WRITTEN PROBLEM 1
Translate this sentence from the Harris Hill Fire Hall page below into Spanish: "Design research included visits to several other fire halls in an effort to acquire as much insight as possible to help inform the very best design decisions."
WRITTEN PROBLEM 2
From the Harris Hill Fire Hall page below, list every consultant or contractor firm named on the project team, each with its role.
WRITTEN PROBLEM 3
According to the Harris Hill Fire Hall page below, what cost reduction did the revised construction cost estimate project?

DOCUMENT TEXT
Harris Hill Fire Hall|
Stieglitz SNYder Architecture
425 Franklin Street, Buffalo, NY 14202
Williamsville, New York
Total Square Feet:
Oct 2003 to Nov 2005
Structural Engineer: Jansen Kiener Consulting Engineers, PC - 429 Franklin Street, #200, Buffalo, NY 14202
Mechanical & Electrical Engineer: Buffalo Engineering, PC - 4245 Union Road, #204, Buffalo, NY 14225
General Contractor: Picone Construction, Inc. - 8680 Main Street, Williamsville, NY 14221
Cost Estimator: Baer & Associates - Tri-Main Center, 2495 Main Street, #470,
Buffalo, NY 14214
Stieglitz Snyder Architecture led an intensive series of interviews with the Harris Hill Volunteer Fire Company to fully comprehend their space needs and mission objectives as an emergency service provider and community leader. Design research included visits to several other fire halls in an effort to acquire as much insight as possible to help inform the very best design decisions. The intent was to create a prototype facility, and so the concept of building a LEED® certified fire hall was an appropriate choice for Harris Hill.
For many projects there is a gap between the “ideal” design scenario and budget “reality”. A preliminary schematic design cost estimate confirmed this project was no exception. Through a diligent effort, however, square footage was trimmed, some unnecessary design “features” were omitted, and the budget gap was reduced to meet fiscal objectives. The revised construction cost estimate projected a cost reduction greater than 25%, yet surprisingly, compromises to the original design intent were relatively minimal. Understandably, with the decision to obtain LEED® certification, there was concern regarding the cost impact. Fortunately, in this case, the bidding climate was favorable and the premium costs proved to be minimal.

SUPPLIED INFORMATION

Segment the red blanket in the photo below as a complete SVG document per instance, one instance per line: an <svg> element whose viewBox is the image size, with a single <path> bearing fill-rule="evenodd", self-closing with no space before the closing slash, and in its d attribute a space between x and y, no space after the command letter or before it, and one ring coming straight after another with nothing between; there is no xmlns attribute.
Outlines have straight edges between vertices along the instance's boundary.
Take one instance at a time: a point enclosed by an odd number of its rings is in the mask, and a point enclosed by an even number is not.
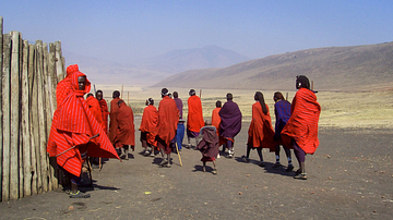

TASK ANSWER 1
La investigación de diseño incluyó visitas a varios otros cuarteles de bomberos con el fin de obtener la mayor comprensión posible para ayudar a fundamentar las mejores decisiones de diseño.

TASK ANSWER 2
- Jansen Kiener Consulting Engineers, PC: Structural Engineer
- Buffalo Engineering, PC: Mechanical & Electrical Engineer
- Picone Construction, Inc.: General Contractor
- Baer & Associates: Cost Estimator

TASK ANSWER 3
A reduction greater than 25%.